問題文 >> 下にある「恙」と武田信玄の言葉についての記事から、「で、<恙>自体では古語だ。」を含む語句を書き出しとし、「これがこのポストの題目<恩をあだで返す >と関連する箇所。」まで書いたところで止めて、一字一句変えずに書き写しなさい。

記事 >>
--- --- ---

ごくまれだが、今でも使うのが<恙 (つつ) ない> の否定形。<恙>自体は

デジタル大辞泉

病気などの災難。わずらい。やまい。→つつがない 

「事に触れて、我が身に—ある心地するも」〈匂宮

で、<恙>自体では古語だ。

人は石垣 人は城 

https://www.rosei.jp/readers/article/57711

これは、「風林火山」の軍旗で有名な戦国時代きっての名武将、武田信玄(1521~1573年)の言葉です。 この言葉にはいくつかの解釈がありますが「人は、石垣や城と同じくらい、戦(いくさ)の勝敗を決するのに大切だ」という意味です。

情けは味方 仇は敵  

これがこのポストの題目<恩をあだで返す >と関連する箇所。

--- --- ---

記録データ >>
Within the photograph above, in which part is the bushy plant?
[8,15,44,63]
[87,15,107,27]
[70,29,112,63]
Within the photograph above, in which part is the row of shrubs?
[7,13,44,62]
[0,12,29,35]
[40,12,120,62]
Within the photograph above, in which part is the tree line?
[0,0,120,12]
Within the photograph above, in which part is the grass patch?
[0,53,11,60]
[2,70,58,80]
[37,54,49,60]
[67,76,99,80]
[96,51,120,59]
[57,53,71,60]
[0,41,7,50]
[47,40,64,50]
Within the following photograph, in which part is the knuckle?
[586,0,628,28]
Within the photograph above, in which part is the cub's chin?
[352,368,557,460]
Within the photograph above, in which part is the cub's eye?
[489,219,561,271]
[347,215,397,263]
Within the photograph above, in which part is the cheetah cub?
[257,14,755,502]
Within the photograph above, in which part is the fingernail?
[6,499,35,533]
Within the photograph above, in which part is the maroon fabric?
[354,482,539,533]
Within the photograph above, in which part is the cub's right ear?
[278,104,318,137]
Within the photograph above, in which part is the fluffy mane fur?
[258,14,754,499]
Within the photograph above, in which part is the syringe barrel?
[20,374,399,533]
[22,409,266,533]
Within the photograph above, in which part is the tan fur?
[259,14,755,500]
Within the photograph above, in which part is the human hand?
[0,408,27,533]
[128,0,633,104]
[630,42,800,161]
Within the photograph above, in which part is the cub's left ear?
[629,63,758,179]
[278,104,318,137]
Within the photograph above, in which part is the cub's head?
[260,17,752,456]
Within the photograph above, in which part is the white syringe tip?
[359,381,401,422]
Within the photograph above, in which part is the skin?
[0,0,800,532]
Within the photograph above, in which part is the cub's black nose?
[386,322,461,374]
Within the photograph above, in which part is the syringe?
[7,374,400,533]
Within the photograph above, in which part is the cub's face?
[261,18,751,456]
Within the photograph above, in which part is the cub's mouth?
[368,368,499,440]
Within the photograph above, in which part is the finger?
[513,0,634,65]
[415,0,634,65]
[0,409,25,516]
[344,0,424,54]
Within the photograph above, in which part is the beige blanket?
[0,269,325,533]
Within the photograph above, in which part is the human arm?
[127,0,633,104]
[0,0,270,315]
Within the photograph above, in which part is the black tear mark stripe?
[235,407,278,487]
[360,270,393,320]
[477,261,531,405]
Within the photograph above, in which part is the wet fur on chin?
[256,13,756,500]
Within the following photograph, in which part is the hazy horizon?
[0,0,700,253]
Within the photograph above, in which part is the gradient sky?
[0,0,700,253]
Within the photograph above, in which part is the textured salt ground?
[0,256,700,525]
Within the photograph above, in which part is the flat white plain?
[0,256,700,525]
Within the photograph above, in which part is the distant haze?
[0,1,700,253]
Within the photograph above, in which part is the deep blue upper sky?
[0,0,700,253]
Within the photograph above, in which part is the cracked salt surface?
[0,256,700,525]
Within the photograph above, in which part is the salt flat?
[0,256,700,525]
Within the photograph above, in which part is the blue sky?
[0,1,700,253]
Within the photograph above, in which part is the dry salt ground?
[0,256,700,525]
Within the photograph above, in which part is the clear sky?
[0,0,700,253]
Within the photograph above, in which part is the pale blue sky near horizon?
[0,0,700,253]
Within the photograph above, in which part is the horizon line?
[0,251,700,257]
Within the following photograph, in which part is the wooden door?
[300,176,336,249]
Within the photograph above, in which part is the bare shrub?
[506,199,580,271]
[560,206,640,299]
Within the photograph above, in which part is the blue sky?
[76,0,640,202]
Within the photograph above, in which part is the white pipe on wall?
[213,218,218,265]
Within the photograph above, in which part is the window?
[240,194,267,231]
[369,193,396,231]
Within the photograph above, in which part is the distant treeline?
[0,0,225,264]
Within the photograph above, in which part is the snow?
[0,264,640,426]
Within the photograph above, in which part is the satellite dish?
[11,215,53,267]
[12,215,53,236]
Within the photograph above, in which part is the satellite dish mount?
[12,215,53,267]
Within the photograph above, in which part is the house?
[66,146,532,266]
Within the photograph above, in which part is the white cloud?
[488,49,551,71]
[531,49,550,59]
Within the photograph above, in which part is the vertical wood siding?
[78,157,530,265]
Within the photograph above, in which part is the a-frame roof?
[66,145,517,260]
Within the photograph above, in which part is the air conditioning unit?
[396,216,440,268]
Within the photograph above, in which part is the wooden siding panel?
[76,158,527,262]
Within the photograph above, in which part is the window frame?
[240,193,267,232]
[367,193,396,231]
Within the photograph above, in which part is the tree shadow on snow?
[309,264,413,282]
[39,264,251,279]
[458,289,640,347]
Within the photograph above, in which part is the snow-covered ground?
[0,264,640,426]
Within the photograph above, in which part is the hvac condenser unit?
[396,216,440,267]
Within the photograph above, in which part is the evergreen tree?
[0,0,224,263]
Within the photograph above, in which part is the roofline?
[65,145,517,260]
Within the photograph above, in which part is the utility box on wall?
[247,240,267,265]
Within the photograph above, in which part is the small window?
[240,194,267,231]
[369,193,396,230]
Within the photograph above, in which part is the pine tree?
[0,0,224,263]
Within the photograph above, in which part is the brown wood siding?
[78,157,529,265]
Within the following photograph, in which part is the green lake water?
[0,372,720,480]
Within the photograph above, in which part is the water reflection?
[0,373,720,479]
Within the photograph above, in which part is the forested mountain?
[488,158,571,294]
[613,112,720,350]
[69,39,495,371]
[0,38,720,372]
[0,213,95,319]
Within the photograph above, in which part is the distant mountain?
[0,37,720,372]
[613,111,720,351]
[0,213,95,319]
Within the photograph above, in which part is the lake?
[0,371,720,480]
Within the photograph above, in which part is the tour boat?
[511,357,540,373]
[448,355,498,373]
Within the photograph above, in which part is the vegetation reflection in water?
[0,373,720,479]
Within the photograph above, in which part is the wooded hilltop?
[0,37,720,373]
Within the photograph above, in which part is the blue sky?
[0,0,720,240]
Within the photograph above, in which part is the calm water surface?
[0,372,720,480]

--- --- ---

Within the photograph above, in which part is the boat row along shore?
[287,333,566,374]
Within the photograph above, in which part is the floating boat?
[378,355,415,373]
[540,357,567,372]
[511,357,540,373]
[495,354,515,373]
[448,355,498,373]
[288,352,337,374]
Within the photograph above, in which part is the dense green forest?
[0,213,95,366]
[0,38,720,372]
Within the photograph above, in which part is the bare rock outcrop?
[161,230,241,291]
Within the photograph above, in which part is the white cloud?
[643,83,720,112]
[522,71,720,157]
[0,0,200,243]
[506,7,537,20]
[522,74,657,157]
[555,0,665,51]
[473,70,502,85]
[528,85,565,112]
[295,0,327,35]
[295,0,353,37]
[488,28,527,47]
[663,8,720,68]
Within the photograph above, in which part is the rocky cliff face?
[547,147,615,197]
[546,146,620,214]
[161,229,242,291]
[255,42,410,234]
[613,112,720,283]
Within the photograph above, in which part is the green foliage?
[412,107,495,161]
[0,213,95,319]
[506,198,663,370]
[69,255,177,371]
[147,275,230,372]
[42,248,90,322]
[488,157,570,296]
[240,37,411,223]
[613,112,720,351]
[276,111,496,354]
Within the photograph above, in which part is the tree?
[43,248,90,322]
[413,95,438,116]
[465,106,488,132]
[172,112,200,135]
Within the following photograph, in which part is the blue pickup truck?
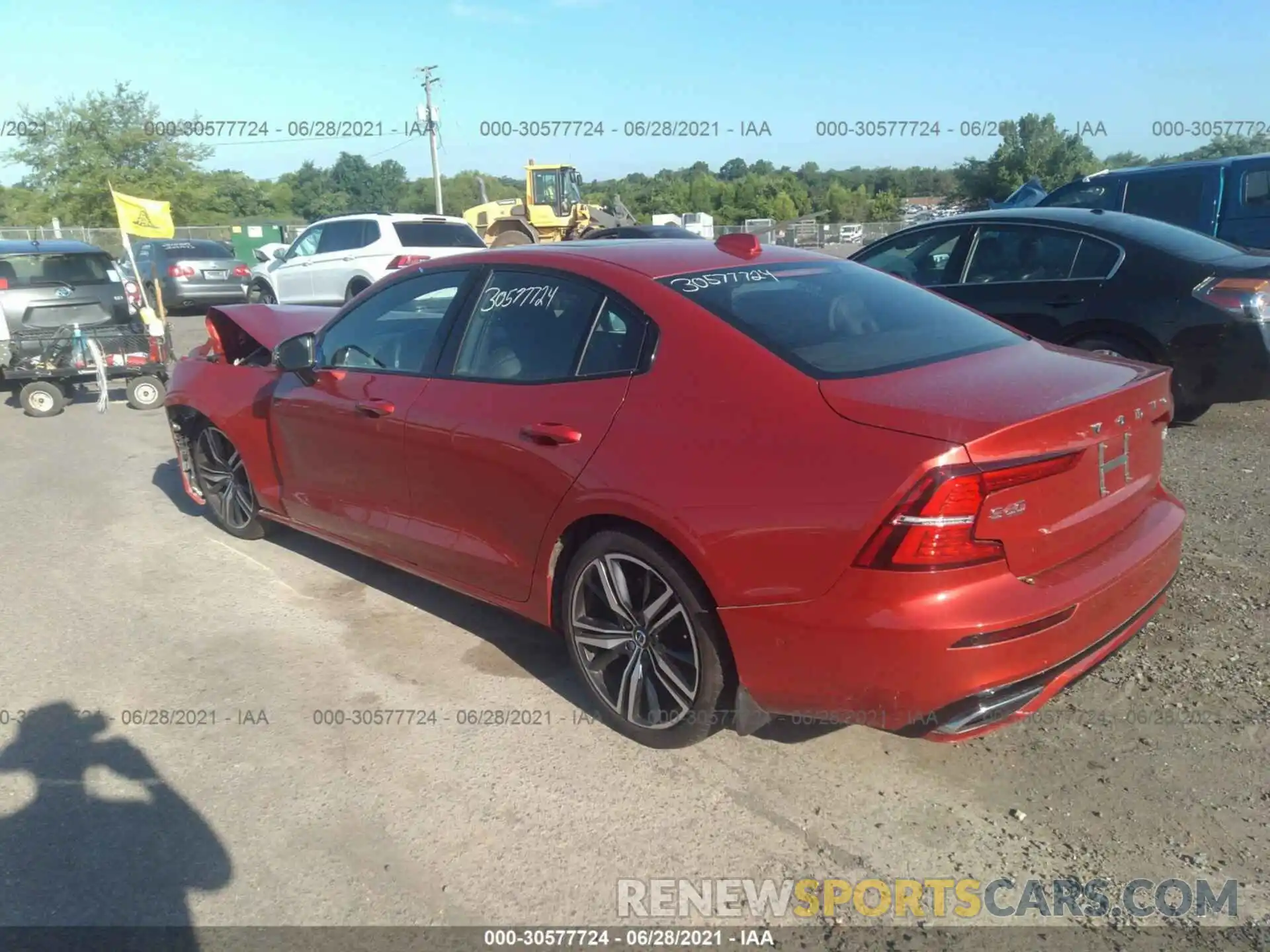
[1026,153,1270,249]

--- --- ---

課題の出力 >>
で、<恙>自体では古語だ。

人は石垣 人は城 

https://www.rosei.jp/readers/article/57711

これは、「風林火山」の軍旗で有名な戦国時代きっての名武将、武田信玄(1521~1573年)の言葉です。 この言葉にはいくつかの解釈がありますが「人は、石垣や城と同じくらい、戦(いくさ)の勝敗を決するのに大切だ」という意味です。

情けは味方 仇は敵  

これがこのポストの題目<恩をあだで返す >と関連する箇所。